In the records below, find the line with "Query: black shoe" and the line with "Where can the white dress"; return exactly those lines and every line between them.
===== DATASET EXCERPTS
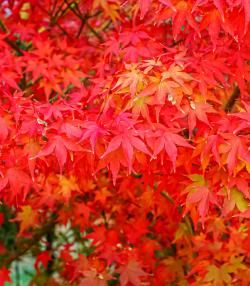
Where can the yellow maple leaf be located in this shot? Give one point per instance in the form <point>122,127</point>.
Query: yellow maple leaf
<point>67,186</point>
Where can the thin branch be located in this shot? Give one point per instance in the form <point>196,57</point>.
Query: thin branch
<point>12,44</point>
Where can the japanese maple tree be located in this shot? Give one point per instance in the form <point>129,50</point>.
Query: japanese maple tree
<point>125,141</point>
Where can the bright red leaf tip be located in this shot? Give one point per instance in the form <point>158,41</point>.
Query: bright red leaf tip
<point>4,276</point>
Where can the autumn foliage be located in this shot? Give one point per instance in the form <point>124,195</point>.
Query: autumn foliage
<point>125,141</point>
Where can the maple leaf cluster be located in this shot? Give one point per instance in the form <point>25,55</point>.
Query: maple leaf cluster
<point>125,141</point>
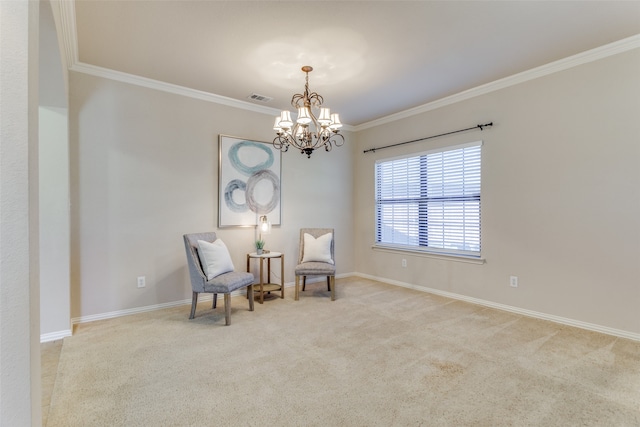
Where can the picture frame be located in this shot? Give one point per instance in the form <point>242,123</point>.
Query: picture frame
<point>249,182</point>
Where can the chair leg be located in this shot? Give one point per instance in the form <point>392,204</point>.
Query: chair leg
<point>227,309</point>
<point>250,296</point>
<point>194,302</point>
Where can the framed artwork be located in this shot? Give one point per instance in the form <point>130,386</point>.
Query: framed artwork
<point>248,182</point>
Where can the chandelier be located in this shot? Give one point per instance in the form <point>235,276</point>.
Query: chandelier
<point>310,131</point>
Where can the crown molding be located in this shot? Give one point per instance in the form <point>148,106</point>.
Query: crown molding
<point>67,16</point>
<point>64,12</point>
<point>171,88</point>
<point>614,48</point>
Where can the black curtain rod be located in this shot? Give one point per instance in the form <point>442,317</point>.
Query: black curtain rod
<point>481,127</point>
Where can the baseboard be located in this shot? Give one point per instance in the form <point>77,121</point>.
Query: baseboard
<point>498,306</point>
<point>53,336</point>
<point>516,310</point>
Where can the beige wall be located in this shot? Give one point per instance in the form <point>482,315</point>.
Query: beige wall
<point>560,195</point>
<point>144,168</point>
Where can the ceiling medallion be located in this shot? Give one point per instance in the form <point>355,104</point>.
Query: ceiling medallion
<point>310,131</point>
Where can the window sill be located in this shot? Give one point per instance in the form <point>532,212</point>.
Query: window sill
<point>430,254</point>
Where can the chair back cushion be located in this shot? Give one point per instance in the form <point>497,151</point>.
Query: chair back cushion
<point>316,233</point>
<point>317,249</point>
<point>214,258</point>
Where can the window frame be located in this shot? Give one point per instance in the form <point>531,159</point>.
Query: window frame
<point>472,256</point>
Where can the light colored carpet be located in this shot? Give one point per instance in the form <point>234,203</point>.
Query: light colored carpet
<point>379,355</point>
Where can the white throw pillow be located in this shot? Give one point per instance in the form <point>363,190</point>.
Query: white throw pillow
<point>215,258</point>
<point>317,249</point>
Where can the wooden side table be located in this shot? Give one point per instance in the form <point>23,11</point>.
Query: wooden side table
<point>268,286</point>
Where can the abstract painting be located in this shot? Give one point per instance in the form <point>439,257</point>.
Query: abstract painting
<point>249,182</point>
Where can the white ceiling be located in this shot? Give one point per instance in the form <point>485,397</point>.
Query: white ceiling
<point>370,58</point>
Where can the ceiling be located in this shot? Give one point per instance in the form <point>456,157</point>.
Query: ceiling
<point>370,58</point>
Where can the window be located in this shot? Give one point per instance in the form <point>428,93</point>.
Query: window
<point>431,201</point>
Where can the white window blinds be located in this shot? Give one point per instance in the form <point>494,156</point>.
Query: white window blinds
<point>431,201</point>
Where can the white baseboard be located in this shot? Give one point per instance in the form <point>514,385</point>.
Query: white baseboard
<point>530,313</point>
<point>205,297</point>
<point>53,336</point>
<point>517,310</point>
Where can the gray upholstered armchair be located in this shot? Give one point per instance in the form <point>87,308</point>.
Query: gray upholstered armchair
<point>221,284</point>
<point>316,258</point>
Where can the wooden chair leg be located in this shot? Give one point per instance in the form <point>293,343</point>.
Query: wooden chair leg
<point>227,309</point>
<point>194,302</point>
<point>250,295</point>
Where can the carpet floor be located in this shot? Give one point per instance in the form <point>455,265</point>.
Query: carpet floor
<point>379,355</point>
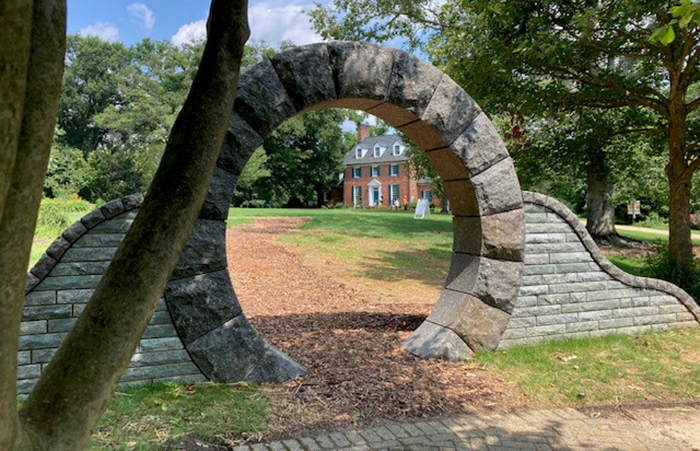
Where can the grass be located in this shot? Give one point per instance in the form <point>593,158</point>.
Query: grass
<point>614,368</point>
<point>145,418</point>
<point>390,245</point>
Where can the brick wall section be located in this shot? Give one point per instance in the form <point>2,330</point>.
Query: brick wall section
<point>569,289</point>
<point>62,282</point>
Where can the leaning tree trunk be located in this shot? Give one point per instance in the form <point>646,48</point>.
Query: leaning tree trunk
<point>599,198</point>
<point>73,392</point>
<point>30,83</point>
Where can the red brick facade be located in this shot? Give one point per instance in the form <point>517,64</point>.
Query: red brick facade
<point>408,188</point>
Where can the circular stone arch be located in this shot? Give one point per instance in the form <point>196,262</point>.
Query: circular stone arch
<point>430,109</point>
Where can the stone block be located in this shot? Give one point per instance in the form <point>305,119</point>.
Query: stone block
<point>501,237</point>
<point>201,303</point>
<point>42,355</point>
<point>115,225</point>
<point>496,282</point>
<point>24,357</point>
<point>477,323</point>
<point>275,367</point>
<point>74,296</point>
<point>305,73</point>
<point>450,111</point>
<point>46,312</point>
<point>230,352</point>
<point>205,250</point>
<point>262,100</point>
<point>68,283</point>
<point>361,71</point>
<point>218,200</point>
<point>61,325</point>
<point>41,341</point>
<point>89,254</point>
<point>239,144</point>
<point>498,189</point>
<point>42,268</point>
<point>40,298</point>
<point>58,248</point>
<point>93,218</point>
<point>32,327</point>
<point>96,240</point>
<point>160,331</point>
<point>447,164</point>
<point>431,341</point>
<point>480,146</point>
<point>112,208</point>
<point>160,344</point>
<point>132,201</point>
<point>28,372</point>
<point>80,269</point>
<point>463,200</point>
<point>74,231</point>
<point>159,358</point>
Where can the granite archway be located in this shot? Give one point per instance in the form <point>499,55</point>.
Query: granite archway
<point>444,121</point>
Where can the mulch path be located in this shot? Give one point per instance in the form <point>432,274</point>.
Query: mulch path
<point>349,341</point>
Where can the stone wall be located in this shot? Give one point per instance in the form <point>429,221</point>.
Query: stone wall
<point>570,290</point>
<point>62,282</point>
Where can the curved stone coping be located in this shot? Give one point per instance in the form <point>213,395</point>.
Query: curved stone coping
<point>72,234</point>
<point>615,272</point>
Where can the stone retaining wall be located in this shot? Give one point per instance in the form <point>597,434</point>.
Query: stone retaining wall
<point>62,282</point>
<point>570,290</point>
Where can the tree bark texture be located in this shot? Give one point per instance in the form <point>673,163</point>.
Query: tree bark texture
<point>599,198</point>
<point>32,103</point>
<point>73,392</point>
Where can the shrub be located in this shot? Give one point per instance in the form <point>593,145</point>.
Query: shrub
<point>662,266</point>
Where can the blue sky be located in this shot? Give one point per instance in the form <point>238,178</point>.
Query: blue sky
<point>130,21</point>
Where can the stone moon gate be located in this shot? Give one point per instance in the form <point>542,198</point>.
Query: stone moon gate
<point>199,330</point>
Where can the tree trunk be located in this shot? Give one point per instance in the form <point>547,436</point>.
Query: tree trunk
<point>600,210</point>
<point>680,244</point>
<point>40,62</point>
<point>73,392</point>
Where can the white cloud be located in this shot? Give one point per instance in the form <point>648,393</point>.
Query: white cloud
<point>143,14</point>
<point>103,30</point>
<point>191,33</point>
<point>281,23</point>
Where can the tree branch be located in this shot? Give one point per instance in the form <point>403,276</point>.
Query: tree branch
<point>69,399</point>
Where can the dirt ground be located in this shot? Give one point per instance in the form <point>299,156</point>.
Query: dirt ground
<point>348,338</point>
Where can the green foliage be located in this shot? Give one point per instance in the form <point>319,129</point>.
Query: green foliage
<point>663,266</point>
<point>56,214</point>
<point>298,162</point>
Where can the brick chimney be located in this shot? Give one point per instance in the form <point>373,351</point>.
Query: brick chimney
<point>363,131</point>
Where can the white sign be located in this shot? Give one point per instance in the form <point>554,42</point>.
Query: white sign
<point>422,209</point>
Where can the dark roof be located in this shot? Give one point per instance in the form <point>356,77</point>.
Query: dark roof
<point>386,141</point>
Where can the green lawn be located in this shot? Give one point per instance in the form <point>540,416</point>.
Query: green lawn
<point>614,368</point>
<point>144,418</point>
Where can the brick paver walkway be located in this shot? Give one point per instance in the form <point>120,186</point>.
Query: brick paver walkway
<point>544,430</point>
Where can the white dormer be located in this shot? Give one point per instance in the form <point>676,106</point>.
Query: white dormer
<point>397,149</point>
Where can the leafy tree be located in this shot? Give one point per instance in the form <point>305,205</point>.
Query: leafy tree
<point>69,398</point>
<point>549,56</point>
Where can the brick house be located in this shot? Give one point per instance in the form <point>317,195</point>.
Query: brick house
<point>376,173</point>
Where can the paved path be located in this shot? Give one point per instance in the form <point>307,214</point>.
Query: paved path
<point>544,430</point>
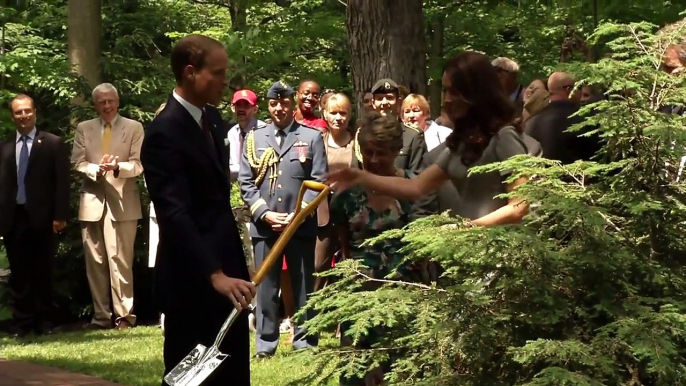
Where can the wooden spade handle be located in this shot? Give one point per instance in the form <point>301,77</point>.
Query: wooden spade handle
<point>300,215</point>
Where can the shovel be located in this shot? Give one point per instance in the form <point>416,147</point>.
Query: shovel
<point>202,361</point>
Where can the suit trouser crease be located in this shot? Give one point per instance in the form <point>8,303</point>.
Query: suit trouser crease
<point>108,246</point>
<point>300,260</point>
<point>30,252</point>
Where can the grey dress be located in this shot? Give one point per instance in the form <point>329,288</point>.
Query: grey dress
<point>477,191</point>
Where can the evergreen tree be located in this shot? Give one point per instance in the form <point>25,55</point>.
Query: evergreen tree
<point>588,291</point>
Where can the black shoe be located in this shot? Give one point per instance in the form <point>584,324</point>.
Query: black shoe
<point>44,328</point>
<point>262,355</point>
<point>95,327</point>
<point>19,333</point>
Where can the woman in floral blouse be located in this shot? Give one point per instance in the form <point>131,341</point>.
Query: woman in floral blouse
<point>360,214</point>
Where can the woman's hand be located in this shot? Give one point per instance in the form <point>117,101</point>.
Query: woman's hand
<point>345,179</point>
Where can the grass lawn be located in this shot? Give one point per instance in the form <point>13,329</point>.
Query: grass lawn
<point>132,357</point>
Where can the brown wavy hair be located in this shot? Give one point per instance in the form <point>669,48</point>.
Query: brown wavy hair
<point>475,80</point>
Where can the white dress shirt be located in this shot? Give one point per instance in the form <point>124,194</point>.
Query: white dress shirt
<point>102,123</point>
<point>29,143</point>
<point>234,140</point>
<point>195,111</point>
<point>436,135</point>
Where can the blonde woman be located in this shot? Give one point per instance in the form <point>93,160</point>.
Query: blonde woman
<point>415,111</point>
<point>339,152</point>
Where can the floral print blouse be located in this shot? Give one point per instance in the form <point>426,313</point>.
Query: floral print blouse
<point>351,207</point>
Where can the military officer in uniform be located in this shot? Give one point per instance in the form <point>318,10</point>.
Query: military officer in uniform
<point>276,160</point>
<point>385,95</point>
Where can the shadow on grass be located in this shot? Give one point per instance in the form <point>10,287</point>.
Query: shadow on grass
<point>134,357</point>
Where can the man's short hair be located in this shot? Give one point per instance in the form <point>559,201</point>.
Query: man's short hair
<point>506,64</point>
<point>19,97</point>
<point>191,51</point>
<point>105,88</point>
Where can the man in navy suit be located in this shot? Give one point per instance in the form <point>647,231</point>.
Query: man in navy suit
<point>34,207</point>
<point>201,272</point>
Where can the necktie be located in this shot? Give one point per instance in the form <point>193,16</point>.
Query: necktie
<point>21,170</point>
<point>279,137</point>
<point>106,138</point>
<point>241,141</point>
<point>208,135</point>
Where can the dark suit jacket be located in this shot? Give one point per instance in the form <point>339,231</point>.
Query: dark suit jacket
<point>550,129</point>
<point>47,182</point>
<point>447,197</point>
<point>191,194</point>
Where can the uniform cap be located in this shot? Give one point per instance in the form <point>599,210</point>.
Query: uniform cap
<point>244,95</point>
<point>384,86</point>
<point>280,90</point>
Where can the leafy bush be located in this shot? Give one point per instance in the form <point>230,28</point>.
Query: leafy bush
<point>589,291</point>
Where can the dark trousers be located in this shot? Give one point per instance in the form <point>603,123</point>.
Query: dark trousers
<point>30,252</point>
<point>300,260</point>
<point>185,330</point>
<point>323,254</point>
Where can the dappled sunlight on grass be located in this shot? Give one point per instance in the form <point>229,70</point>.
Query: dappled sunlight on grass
<point>133,357</point>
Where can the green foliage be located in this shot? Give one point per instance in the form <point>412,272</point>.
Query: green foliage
<point>588,291</point>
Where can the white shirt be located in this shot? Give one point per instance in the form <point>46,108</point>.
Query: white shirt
<point>234,140</point>
<point>280,139</point>
<point>436,135</point>
<point>102,123</point>
<point>29,143</point>
<point>195,111</point>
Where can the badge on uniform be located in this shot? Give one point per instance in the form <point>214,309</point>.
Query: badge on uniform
<point>301,148</point>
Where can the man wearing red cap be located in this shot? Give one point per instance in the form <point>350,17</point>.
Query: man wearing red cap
<point>244,105</point>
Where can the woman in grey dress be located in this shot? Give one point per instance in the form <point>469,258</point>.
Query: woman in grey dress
<point>482,116</point>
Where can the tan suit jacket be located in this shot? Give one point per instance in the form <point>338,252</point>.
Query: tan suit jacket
<point>116,190</point>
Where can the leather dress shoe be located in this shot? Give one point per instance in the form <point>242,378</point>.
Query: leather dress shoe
<point>95,327</point>
<point>124,324</point>
<point>262,355</point>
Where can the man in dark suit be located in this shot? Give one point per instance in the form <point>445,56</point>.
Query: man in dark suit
<point>34,207</point>
<point>297,153</point>
<point>550,127</point>
<point>200,271</point>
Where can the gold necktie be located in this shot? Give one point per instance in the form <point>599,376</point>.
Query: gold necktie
<point>106,138</point>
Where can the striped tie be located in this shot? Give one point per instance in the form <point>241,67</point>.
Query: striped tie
<point>106,138</point>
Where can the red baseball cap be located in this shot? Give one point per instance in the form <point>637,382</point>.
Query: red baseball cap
<point>244,95</point>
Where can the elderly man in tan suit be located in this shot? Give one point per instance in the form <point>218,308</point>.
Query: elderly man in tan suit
<point>106,154</point>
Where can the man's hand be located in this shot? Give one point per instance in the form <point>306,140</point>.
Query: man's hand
<point>277,220</point>
<point>240,292</point>
<point>58,225</point>
<point>280,227</point>
<point>108,163</point>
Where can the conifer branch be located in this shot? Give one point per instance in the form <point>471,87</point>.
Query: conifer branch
<point>419,285</point>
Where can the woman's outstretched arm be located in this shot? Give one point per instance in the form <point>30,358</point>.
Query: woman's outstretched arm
<point>403,188</point>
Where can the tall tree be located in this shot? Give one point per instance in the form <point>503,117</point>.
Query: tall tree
<point>386,40</point>
<point>84,34</point>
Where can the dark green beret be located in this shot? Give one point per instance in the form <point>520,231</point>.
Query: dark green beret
<point>384,86</point>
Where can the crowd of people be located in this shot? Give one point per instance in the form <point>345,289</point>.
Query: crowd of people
<point>394,164</point>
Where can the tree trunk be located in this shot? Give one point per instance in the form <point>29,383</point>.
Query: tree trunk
<point>437,32</point>
<point>386,40</point>
<point>84,35</point>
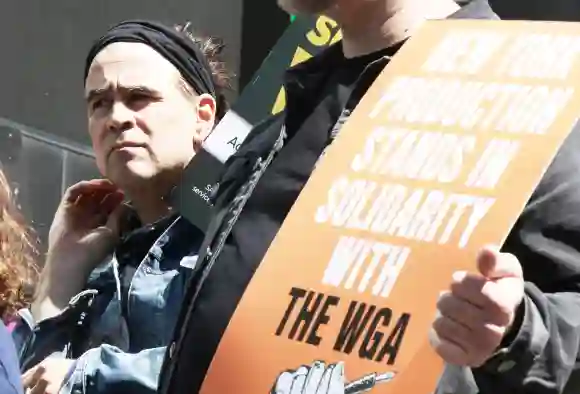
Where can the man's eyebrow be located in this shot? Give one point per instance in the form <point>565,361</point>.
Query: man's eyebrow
<point>139,89</point>
<point>94,93</point>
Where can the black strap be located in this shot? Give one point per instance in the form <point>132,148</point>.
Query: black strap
<point>208,256</point>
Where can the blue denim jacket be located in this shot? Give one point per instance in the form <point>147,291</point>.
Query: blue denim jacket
<point>124,345</point>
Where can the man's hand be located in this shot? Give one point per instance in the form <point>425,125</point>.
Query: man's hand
<point>316,379</point>
<point>86,223</point>
<point>84,231</point>
<point>47,377</point>
<point>478,310</point>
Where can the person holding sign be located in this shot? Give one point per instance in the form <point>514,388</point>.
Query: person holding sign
<point>119,254</point>
<point>512,326</point>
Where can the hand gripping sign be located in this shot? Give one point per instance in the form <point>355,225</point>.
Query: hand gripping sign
<point>438,160</point>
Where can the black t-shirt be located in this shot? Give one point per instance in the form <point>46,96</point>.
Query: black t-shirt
<point>314,105</point>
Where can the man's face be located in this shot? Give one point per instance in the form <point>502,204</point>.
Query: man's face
<point>308,7</point>
<point>142,123</point>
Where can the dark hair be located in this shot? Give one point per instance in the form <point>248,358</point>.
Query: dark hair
<point>18,270</point>
<point>212,49</point>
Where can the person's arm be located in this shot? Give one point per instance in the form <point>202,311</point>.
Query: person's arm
<point>107,369</point>
<point>36,341</point>
<point>541,357</point>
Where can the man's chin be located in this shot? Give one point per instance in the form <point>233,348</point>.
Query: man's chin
<point>126,177</point>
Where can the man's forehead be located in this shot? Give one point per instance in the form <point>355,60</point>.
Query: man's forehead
<point>130,64</point>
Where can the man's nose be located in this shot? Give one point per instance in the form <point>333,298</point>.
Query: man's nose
<point>121,118</point>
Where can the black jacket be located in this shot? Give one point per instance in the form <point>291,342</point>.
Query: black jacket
<point>251,202</point>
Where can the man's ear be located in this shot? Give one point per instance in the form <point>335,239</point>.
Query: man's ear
<point>206,115</point>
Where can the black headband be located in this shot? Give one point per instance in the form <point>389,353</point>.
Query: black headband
<point>181,51</point>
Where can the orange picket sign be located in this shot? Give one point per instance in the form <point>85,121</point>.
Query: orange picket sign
<point>437,160</point>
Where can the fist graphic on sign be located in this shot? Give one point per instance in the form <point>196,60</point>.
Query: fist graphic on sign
<point>319,378</point>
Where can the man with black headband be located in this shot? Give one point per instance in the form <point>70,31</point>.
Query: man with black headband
<point>120,268</point>
<point>531,342</point>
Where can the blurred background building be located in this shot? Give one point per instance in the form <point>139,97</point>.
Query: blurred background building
<point>43,140</point>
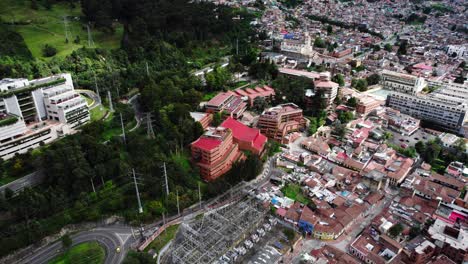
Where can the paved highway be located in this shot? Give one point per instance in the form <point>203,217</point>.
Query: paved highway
<point>113,237</point>
<point>110,238</point>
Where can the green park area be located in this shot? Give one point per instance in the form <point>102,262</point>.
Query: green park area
<point>294,192</point>
<point>86,253</point>
<point>163,238</point>
<point>41,26</point>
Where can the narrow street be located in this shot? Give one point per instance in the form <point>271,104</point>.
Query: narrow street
<point>344,240</point>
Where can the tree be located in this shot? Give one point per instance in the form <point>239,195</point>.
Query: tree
<point>259,104</point>
<point>373,79</point>
<point>319,43</point>
<point>339,79</point>
<point>66,241</point>
<point>395,230</point>
<point>217,119</point>
<point>289,233</point>
<point>388,47</point>
<point>359,84</point>
<point>313,126</point>
<point>352,102</point>
<point>402,50</point>
<point>414,231</point>
<point>345,117</point>
<point>49,50</point>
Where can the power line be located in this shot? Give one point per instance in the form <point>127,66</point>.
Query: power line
<point>123,129</point>
<point>140,208</point>
<point>90,37</point>
<point>165,178</point>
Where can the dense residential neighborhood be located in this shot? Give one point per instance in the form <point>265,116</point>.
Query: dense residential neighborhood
<point>234,131</point>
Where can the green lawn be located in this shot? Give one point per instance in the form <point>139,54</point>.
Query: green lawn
<point>182,161</point>
<point>294,192</point>
<point>163,238</point>
<point>40,27</point>
<point>86,253</point>
<point>98,112</point>
<point>89,101</point>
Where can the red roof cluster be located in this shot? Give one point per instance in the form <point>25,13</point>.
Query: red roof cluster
<point>206,143</point>
<point>246,136</point>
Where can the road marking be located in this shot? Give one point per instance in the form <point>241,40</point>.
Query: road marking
<point>123,237</point>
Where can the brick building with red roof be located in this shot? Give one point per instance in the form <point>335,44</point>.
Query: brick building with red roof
<point>247,138</point>
<point>250,94</point>
<point>227,102</point>
<point>215,152</point>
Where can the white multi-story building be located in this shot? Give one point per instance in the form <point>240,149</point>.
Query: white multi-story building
<point>403,83</point>
<point>458,51</point>
<point>38,111</point>
<point>299,46</point>
<point>446,107</point>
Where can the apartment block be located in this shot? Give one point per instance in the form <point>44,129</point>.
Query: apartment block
<point>215,152</point>
<point>227,102</point>
<point>400,82</point>
<point>277,122</point>
<point>445,111</point>
<point>38,111</point>
<point>328,88</point>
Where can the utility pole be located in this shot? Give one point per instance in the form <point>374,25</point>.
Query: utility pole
<point>123,129</point>
<point>92,184</point>
<point>90,37</point>
<point>140,209</point>
<point>165,178</point>
<point>149,126</point>
<point>177,199</point>
<point>97,88</point>
<point>199,194</point>
<point>109,97</point>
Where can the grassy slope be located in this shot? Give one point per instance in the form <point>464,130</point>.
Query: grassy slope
<point>47,27</point>
<point>89,253</point>
<point>163,239</point>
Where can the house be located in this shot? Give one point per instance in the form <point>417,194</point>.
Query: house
<point>249,139</point>
<point>203,118</point>
<point>215,152</point>
<point>277,122</point>
<point>227,102</point>
<point>316,145</point>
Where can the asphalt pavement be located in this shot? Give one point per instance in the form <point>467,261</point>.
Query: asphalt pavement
<point>110,238</point>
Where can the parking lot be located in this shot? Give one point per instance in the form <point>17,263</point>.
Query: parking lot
<point>419,135</point>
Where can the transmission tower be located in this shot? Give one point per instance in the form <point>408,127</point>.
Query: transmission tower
<point>140,208</point>
<point>149,126</point>
<point>97,88</point>
<point>111,106</point>
<point>123,129</point>
<point>90,37</point>
<point>68,33</point>
<point>165,179</point>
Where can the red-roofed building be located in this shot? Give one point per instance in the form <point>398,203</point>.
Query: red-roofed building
<point>215,152</point>
<point>328,88</point>
<point>247,138</point>
<point>277,122</point>
<point>250,94</point>
<point>227,102</point>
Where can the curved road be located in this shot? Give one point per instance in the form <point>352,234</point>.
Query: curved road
<point>110,238</point>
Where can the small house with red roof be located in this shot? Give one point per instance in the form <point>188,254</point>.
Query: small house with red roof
==========
_SOLUTION TO THE EXERCISE:_
Query: black shoe
<point>44,328</point>
<point>262,355</point>
<point>95,327</point>
<point>19,333</point>
Where can the woman in floral blouse be located in this shot? Give one point per instance in the form <point>131,341</point>.
Query: woman in floral blouse
<point>360,214</point>
Where can the woman's hand be located in this shot? Give one point per instance in the form <point>117,101</point>.
Query: woman's hand
<point>345,179</point>
Where can the grass lawn be located in this shot? Give one point per instance in the form <point>13,329</point>.
Query: grass lawn
<point>132,357</point>
Where can the brown wavy hair be located in this shot? Give one point per instance in the form <point>669,48</point>.
Query: brown wavy hair
<point>475,80</point>
Where can the white dress shirt be located in this shot? Give one point per instance in the form <point>124,194</point>.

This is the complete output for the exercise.